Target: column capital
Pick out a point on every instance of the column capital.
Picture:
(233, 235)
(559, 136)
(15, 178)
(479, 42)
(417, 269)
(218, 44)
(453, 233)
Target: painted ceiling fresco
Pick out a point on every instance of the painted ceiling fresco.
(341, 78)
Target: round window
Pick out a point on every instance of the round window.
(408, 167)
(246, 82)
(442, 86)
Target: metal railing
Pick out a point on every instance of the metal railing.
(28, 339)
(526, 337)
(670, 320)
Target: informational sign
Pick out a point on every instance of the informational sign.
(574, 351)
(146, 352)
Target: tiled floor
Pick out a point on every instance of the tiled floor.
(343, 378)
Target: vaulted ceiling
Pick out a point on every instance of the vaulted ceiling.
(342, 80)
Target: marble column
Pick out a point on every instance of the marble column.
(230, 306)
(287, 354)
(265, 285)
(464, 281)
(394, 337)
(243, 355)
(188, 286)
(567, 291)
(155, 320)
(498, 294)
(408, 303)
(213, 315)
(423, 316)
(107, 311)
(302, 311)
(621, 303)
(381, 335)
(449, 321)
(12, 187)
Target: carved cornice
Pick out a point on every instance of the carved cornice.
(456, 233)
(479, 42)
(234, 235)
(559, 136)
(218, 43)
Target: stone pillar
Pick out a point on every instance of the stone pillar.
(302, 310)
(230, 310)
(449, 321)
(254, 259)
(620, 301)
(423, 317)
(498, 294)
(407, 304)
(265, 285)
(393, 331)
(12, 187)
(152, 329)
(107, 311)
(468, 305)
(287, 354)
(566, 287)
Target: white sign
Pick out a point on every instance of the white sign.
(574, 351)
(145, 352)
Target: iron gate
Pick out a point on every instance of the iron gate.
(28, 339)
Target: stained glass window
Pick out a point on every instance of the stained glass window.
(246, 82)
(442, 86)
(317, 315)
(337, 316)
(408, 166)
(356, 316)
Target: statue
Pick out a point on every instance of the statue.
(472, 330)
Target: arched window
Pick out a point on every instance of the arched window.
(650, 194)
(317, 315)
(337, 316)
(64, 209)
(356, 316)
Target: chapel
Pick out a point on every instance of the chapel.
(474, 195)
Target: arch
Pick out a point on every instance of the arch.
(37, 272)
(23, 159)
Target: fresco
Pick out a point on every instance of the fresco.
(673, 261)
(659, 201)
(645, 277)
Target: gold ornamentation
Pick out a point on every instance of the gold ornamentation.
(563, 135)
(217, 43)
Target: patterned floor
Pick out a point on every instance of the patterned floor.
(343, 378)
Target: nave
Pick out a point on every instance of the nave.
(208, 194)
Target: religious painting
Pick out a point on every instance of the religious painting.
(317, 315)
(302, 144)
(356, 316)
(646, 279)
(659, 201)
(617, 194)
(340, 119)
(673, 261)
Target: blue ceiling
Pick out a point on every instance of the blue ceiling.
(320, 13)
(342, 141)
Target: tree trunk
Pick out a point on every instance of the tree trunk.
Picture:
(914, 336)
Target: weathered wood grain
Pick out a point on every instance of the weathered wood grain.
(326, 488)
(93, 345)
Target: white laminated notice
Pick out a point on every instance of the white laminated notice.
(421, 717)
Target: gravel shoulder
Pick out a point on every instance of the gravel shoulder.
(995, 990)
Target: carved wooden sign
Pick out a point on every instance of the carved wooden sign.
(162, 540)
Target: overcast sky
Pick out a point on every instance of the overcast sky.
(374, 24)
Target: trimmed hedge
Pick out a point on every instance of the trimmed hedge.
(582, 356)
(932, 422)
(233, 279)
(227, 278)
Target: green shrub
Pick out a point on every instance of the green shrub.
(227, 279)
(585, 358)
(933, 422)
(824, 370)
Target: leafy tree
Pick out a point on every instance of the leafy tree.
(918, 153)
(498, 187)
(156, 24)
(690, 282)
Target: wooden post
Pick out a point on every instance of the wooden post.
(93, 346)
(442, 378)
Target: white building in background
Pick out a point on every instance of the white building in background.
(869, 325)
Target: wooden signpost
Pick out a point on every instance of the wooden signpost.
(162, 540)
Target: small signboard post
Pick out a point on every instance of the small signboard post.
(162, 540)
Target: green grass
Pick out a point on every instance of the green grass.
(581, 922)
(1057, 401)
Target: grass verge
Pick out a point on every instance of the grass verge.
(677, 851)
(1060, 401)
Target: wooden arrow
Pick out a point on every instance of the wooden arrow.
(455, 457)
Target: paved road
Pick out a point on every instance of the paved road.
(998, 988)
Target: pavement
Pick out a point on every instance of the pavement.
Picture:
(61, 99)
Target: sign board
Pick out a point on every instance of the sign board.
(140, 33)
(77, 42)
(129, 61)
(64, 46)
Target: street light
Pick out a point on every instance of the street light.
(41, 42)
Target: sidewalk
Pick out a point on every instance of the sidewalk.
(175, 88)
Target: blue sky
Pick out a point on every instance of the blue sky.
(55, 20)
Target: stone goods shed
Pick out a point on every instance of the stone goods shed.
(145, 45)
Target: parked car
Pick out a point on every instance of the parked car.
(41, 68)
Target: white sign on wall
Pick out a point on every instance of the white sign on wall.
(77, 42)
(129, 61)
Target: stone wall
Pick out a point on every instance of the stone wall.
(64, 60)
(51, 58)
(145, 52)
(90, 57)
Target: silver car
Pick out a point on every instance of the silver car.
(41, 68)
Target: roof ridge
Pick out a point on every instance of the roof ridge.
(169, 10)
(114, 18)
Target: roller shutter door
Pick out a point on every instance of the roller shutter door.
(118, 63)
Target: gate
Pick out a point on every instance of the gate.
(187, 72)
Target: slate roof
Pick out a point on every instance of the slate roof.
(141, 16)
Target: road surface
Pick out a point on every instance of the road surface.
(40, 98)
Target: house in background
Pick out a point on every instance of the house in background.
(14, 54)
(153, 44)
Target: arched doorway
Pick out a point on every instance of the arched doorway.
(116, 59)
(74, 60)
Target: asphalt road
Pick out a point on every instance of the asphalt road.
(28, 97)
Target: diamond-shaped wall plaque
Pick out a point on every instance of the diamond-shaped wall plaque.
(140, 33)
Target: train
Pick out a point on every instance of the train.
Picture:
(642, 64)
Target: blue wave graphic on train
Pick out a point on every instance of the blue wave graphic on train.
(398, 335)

### Exercise prompt
Type out all of the material again, word for word.

### Response to this exercise
Target: column capital
Pick out a point on every instance of the column capital.
Picture:
(233, 235)
(559, 136)
(15, 178)
(479, 42)
(417, 269)
(218, 44)
(453, 233)
Target: painted ceiling fresco
Pick out a point on every instance of the painted ceiling fresco.
(341, 78)
Target: round window
Pick out a point on every instance of the round window.
(408, 167)
(246, 82)
(442, 86)
Target: metal railing
Pick out a point on every instance of the metal railing.
(28, 339)
(526, 337)
(670, 320)
Target: informational sign
Pick out a point on every instance of the informational sign.
(574, 351)
(146, 352)
Target: tiled floor
Pick out a point on every instance of the tiled floor.
(343, 378)
Target: vaulted ceiling
Pick out a point on every instance of the vaulted ceiling.
(342, 80)
Target: marble column
Pick out a point on every instance of the marble column.
(230, 306)
(287, 354)
(265, 285)
(464, 281)
(394, 337)
(243, 355)
(188, 286)
(567, 291)
(155, 320)
(498, 294)
(408, 303)
(213, 315)
(423, 316)
(107, 311)
(302, 311)
(621, 303)
(381, 335)
(449, 321)
(12, 187)
Target: carved cornice
Pick out a point on every instance of the carved cornice.
(456, 233)
(479, 42)
(234, 235)
(559, 136)
(218, 43)
Target: stone pillar
Pick out a point on every instance of the stone pillar.
(302, 310)
(230, 310)
(449, 321)
(254, 259)
(620, 301)
(423, 317)
(498, 294)
(407, 304)
(265, 285)
(393, 331)
(12, 187)
(152, 329)
(107, 311)
(468, 305)
(287, 354)
(566, 287)
Target: white sign
Pick out a point on every instance of the white sign.
(574, 351)
(145, 352)
Target: iron gate
Pick out a point on every instance of the iron gate.
(28, 339)
Target: stained glass window
Pick out a point on every instance of the stained glass window.
(246, 82)
(442, 86)
(317, 315)
(337, 316)
(408, 166)
(356, 316)
Target: statue
Pick out a point on every instance of the statue.
(472, 330)
Target: arched window
Pick out a point on every instance of the arched window.
(650, 194)
(317, 315)
(337, 316)
(64, 209)
(356, 316)
Target: chapel
Pick out a point on every instance of the chapel.
(474, 195)
Target: arch
Pick out a point on every instance of the arch.
(37, 272)
(23, 159)
Target: fresco
Pick out a point on every instance of the fresco.
(673, 261)
(659, 201)
(645, 277)
Target: gold ornamentation
Pick out a point on every instance of the gold ornamentation.
(563, 135)
(217, 43)
Target: patterned floor
Pick out a point on every instance of the patterned floor.
(343, 378)
Target: nave
Pick out a point on every instance of the nave.
(208, 194)
Target: religious painting
Pick out a point on every instance of the religious painting.
(317, 315)
(302, 144)
(356, 316)
(646, 279)
(659, 201)
(617, 194)
(340, 119)
(673, 261)
Target: blue ceiling
Pick out a point on every instance of the blue ceiling.
(320, 13)
(342, 141)
Target: tree trunk
Pick out a point on every instance of the tree trunk.
Picture:
(914, 336)
Target: weathered wood grain
Pick out a point on every instance of the weathered wood grain.
(326, 488)
(93, 345)
Target: white laminated notice
Pick out a point on every instance of the white laminated notice.
(421, 717)
Target: gravel shoulder
Pick out a point on every instance of the gravel shoulder.
(995, 990)
Target: carved wooden sign
Pick out a point on every instance of the carved wooden sign.
(162, 540)
Target: overcast sky
Pick out a point on every instance of the overcast sky.
(374, 24)
Target: trimmed hedge
Pick out a point on every instance of the trimmed hedge.
(582, 356)
(932, 422)
(233, 279)
(227, 278)
Target: green shrub
Pick out a point on every instance of the green shrub.
(227, 279)
(585, 358)
(933, 422)
(824, 370)
Target: leafy tree
Pick out a point on every instance of the leafy tree.
(918, 153)
(498, 187)
(156, 24)
(690, 282)
Target: wooden post
Pick out a point on every instance of the wooden post.
(93, 346)
(442, 378)
Target: white building in background
Pick out a point on every instance of the white building in background.
(869, 325)
Target: wooden signpost
Pick out a point on every instance of the wooden signpost.
(162, 540)
Target: small signboard post
Pick out a point on every instance of the small signboard post.
(162, 540)
Target: green grass
Pick out a point on every instance of the green grass.
(581, 922)
(1057, 401)
Target: grass verge
Pick out a point on every instance of the grass verge.
(677, 851)
(1060, 401)
Target: wooden arrow
Pick out a point on every instance of the wooden arrow.
(455, 457)
Target: paved road
Pick out a point on every instance of the paved road.
(998, 988)
Target: pavement
Pick out a point on every instance of the pavement.
Picture:
(61, 99)
Target: sign board
Pick out a point on every instance of the sign board.
(140, 33)
(77, 42)
(129, 61)
(64, 46)
Target: street light
Pick out a point on every instance of the street light.
(41, 42)
Target: sidewalk
Pick out a point on every instance of the sidewalk.
(175, 88)
Target: blue sky
Pick out a point on every instance of the blue sky.
(55, 20)
Target: stone goods shed
Pick out a point on every instance of the stone goods shed.
(145, 45)
Target: parked car
Pick out a point on every instance of the parked car.
(41, 68)
Target: white sign on wall
Pick out a point on every instance of the white sign on wall.
(77, 42)
(129, 61)
Target: stone wall
Pick out a point on every instance of the stone wall.
(64, 60)
(51, 58)
(145, 52)
(90, 57)
Target: silver car
Pick out a point on every instance of the silver car.
(41, 68)
Target: roof ridge
Pick out a point on every instance of the roof ridge.
(169, 10)
(114, 18)
Target: roller shutter door
Pick out a point on every instance of the roller shutter door.
(118, 63)
Target: gate
Pick out a point on every instance of the gate.
(187, 72)
Target: slate roof
Pick out a point on every instance of the slate roof.
(141, 16)
Target: road surface
Pick out a point on every instance of the road surface.
(40, 98)
Target: house in background
Pick out a point on every instance of the house in background.
(14, 54)
(153, 44)
Target: arched doorway
Pick out a point on every instance of the arched doorway.
(116, 59)
(74, 60)
Target: asphalt road
Pick out a point on every instance of the asphalt road.
(28, 97)
Target: diamond-shaped wall plaque
Pick out a point on every instance of the diamond-shaped wall plaque.
(140, 33)
Target: train
Pick out a point on every instance of the train.
Picture:
(642, 64)
Target: blue wave graphic on train
Pick out a point on every instance of the blue wave graphic on train.
(398, 335)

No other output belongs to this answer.